■ Work to complete:
Gather every line below that contains the string "Target".

■ Provided data:
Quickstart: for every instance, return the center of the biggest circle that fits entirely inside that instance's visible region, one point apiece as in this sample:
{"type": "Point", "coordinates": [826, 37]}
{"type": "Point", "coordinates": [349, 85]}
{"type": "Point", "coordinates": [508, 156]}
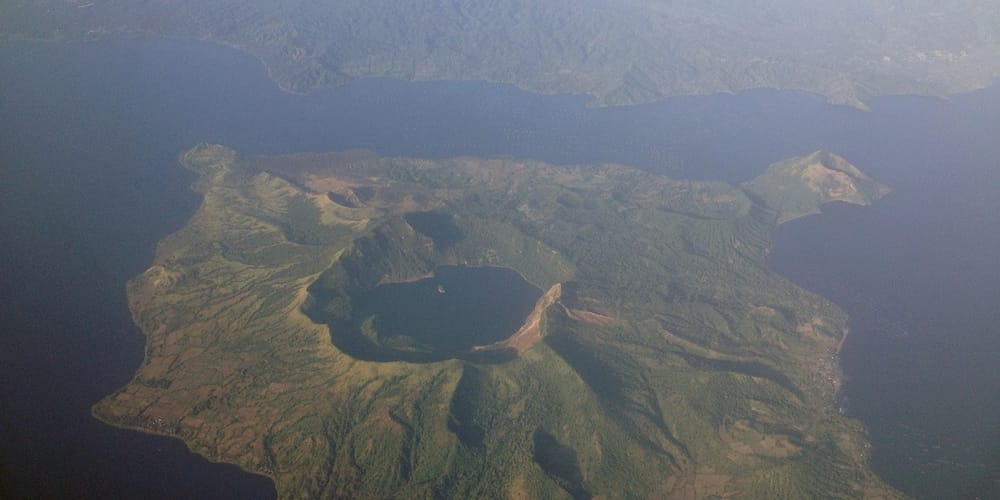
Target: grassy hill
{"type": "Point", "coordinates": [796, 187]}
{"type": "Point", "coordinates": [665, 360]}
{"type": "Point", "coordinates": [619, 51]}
--
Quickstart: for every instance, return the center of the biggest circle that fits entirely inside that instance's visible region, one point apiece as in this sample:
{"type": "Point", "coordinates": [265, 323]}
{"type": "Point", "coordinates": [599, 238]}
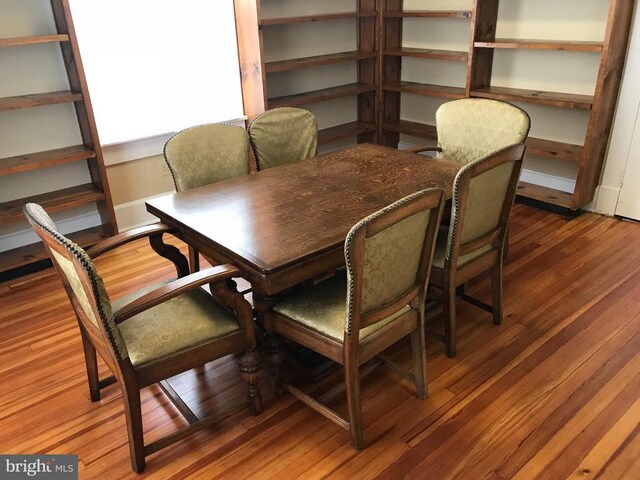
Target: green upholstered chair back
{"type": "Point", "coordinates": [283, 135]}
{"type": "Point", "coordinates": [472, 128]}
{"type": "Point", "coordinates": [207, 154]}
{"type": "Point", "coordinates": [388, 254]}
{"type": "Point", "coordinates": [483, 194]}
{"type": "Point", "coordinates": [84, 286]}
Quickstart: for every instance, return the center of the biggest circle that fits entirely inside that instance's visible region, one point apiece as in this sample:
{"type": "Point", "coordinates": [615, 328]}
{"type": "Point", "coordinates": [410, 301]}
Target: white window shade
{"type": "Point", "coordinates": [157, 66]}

■ Result of this task:
Target: grassy hill
Target: green upholstered chair back
Target: white window shade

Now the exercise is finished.